Ms. Boland also opened up new territory as fit subject matter for poetry. The Irish writer and scholar Declan Kiberd once said that she was “one of the few Irish poets to describe with any fidelity the lives now lived by half a million people in the suburbs of Dublin.” It was no coincidence. In 2014, she told the arts and culture magazine Believer:
“I was a woman in a house in the suburbs, married with two small children. It was a life lived by many women around me, but it was still not named in Irish poetry….I’ve often said that when I was young it was easier to have a political murder in a poem than a baby.
“I wanted to put the life I lived into the poem I wrote. And the life I lived was a woman’s life. And I couldn’t accept the possibility that the life of the woman would not, or could not, be named in the poetry of my own nation.”
Aside from writing and raising two daughters with her novelist husband, Kevin Casey, Ms. Boland pursued a very successful academic career, taking up teaching at Trinity College, Dublin, University College Dublin, and Bowdoin College. She was also a member of the International Writing Program at the University of Iowa, and a writer-in-residence at Trinity College, Dublin, and at the National Maternity Hospital.

Supplied data>
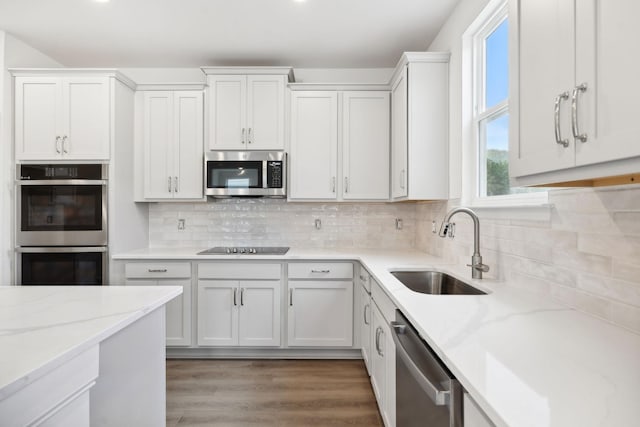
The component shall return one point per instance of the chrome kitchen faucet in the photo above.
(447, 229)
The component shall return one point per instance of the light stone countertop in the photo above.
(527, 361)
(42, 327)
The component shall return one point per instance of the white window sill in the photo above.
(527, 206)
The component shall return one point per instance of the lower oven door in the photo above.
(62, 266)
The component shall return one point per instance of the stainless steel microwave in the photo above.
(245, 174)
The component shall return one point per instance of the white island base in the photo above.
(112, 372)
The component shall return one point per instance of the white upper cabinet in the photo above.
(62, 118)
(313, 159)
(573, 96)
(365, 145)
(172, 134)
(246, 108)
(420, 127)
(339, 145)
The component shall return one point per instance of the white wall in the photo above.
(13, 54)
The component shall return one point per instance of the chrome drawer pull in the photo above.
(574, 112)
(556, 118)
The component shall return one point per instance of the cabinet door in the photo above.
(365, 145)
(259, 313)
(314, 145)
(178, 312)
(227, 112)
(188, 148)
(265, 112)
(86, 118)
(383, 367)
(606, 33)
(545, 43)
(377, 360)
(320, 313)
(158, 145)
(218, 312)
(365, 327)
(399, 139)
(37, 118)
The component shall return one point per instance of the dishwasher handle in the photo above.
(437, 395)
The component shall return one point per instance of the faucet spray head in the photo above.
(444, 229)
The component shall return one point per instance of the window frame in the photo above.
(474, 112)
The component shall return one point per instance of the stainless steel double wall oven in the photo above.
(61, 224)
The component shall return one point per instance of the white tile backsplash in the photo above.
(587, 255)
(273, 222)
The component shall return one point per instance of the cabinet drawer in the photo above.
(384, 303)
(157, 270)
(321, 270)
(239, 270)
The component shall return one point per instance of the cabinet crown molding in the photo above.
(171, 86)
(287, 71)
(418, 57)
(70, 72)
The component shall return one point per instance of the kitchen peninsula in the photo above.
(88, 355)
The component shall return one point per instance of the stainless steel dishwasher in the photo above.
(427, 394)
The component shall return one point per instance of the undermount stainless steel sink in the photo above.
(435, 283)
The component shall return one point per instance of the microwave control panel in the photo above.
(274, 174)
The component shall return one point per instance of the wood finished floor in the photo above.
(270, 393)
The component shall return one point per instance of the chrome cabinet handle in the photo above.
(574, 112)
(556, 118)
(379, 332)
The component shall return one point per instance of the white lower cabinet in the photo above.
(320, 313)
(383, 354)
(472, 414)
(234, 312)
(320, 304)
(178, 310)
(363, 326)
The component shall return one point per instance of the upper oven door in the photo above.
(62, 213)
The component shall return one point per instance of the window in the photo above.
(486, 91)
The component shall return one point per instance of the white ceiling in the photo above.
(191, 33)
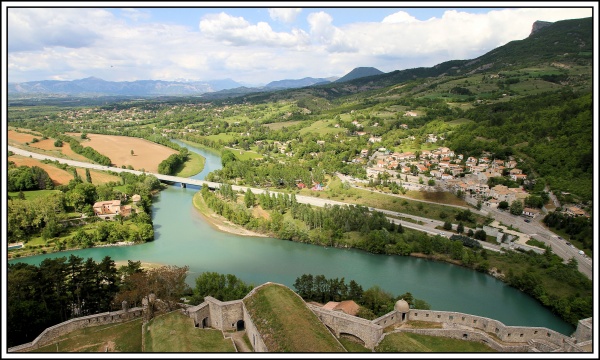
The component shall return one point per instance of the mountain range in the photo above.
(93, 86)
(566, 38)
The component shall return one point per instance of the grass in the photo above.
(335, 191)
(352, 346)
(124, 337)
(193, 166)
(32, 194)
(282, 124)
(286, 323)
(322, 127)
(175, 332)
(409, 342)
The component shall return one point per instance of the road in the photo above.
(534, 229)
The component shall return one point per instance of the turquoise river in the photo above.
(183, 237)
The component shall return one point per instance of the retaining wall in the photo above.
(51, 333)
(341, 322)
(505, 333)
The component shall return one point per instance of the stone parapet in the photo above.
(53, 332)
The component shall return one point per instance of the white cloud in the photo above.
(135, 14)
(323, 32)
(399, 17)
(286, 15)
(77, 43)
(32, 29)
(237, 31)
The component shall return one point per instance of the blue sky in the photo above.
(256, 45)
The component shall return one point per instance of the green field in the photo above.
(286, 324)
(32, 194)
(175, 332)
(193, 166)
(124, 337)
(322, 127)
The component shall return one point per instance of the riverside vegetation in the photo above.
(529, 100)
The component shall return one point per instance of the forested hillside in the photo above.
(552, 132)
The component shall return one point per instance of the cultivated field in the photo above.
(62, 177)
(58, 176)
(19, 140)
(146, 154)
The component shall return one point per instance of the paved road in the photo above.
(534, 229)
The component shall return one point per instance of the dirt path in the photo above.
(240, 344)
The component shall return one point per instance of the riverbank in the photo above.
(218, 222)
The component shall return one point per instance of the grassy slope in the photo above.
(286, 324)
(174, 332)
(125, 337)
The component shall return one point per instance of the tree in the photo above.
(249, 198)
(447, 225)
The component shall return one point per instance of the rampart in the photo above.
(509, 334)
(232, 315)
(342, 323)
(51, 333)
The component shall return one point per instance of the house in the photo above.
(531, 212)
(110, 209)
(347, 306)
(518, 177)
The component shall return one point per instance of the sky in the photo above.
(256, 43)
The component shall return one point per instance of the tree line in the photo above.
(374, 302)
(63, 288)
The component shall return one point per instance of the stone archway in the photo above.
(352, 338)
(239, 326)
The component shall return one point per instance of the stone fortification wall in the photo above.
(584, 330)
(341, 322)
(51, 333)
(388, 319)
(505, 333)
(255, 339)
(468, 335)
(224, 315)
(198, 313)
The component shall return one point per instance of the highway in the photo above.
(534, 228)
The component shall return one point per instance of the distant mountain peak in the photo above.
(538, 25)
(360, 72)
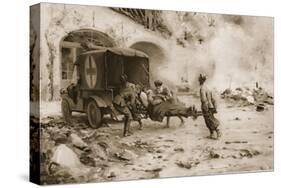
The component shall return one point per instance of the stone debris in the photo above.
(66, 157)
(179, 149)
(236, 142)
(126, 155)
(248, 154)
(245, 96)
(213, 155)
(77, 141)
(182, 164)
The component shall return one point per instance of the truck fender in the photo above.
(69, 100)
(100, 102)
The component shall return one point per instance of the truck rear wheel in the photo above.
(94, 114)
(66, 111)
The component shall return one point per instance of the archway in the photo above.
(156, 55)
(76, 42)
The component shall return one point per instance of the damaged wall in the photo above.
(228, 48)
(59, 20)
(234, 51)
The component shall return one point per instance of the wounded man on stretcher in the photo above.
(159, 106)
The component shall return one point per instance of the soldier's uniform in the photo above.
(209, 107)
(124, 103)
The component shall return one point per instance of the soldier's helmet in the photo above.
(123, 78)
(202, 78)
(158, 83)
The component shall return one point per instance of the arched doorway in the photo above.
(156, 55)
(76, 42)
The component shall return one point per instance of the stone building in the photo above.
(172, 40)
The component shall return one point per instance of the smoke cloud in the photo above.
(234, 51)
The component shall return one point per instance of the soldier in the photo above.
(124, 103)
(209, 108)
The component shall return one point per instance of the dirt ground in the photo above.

Brief 1>
Retype the part of the passage about Ms. Boland that opens with the words containing "Ms. Boland also" and closes with "than a baby.".
Brief 2>
Answer these questions using the passage about Ms. Boland:
(a) To which magazine did she speak in 2014?
(b) What is her husband's name, and what kind of writer is he?
(c) At which hospital was she a writer-in-residence?
Brief 3>
Proceed with the passage about Ms. Boland, continuing on from where it stops.

Reply 1>
Ms. Boland also opened up new territory as fit subject matter for poetry. The Irish writer and scholar Declan Kiberd once said that she was “one of the few Irish poets to describe with any fidelity the lives now lived by half a million people in the suburbs of Dublin.” It was no coincidence. In 2014, she told the arts and culture magazine Believer:
“I was a woman in a house in the suburbs, married with two small children. It was a life lived by many women around me, but it was still not named in Irish poetry….I’ve often said that when I was young it was easier to have a political murder in a poem than a baby.

Reply 2>
(a) Believer
(b) Kevin Casey, a novelist
(c) The National Maternity Hospital

Reply 3>
In the late 1970s and 1980s, she taught at the School of Irish Studies in Dublin. From 1996 until her death, she was a tenured professor of English at Stanford University where she was the Bella Mabury and Eloise Mabury Knapp Professor in the Humanities and the Melvin and Bill Lane Professor and director of the Creative Writing program. She divided her time between Palo Alto, and her home in Dublin.
It was at University College Dublin in the early 1980s that I had the privilege of studying under Ms. Boland while pursuing a graduate course in Anglo-Irish Literature. What strikes me to this day is how consistent her demeanor in the class was with her poetic voice – generous and modest, but authoritative. In this, she was an inspiration to our class in Modern Irish Poetry, and particularly to the women, who clearly emulated her. A number of them went on to successful academic careers of their own in Canada, the US, and Ireland. The many accolades and academic awards Ms. Boland received as her career matured were no surprise to those who studied with her.
In 2018, to mark the 100th anniversary of the granting of suffrage to women in Ireland, she read excerpts at the United Nations from a poem she had written for the occasion, “Our Future Will Become the Past of Other Women.” It included a section that, she told the assembly, was about the grandmothers and great-grandmothers of the suffragists, women who had never had the chance to vote:
“Ghost-sufferer, our ghost-sister
Remind us now again that history
Changes in one moment with one mind.
That it belongs to us, to all of us.
As we mark these hundred years
We will not leave you behind.”
It would serve her well as an epitaph. Eavan Boland held herself, as well as others, accountable. Her students, her readers, her fellow poets all knew that they could count on her to stand up when it mattered. As Hannah Aizenman, the New Yorker’s poetry coordinator, wrote in the magazine’s edition dated April 29, the day of Ms. Boland’s death, she “refused to let the lyric off the hook of history.”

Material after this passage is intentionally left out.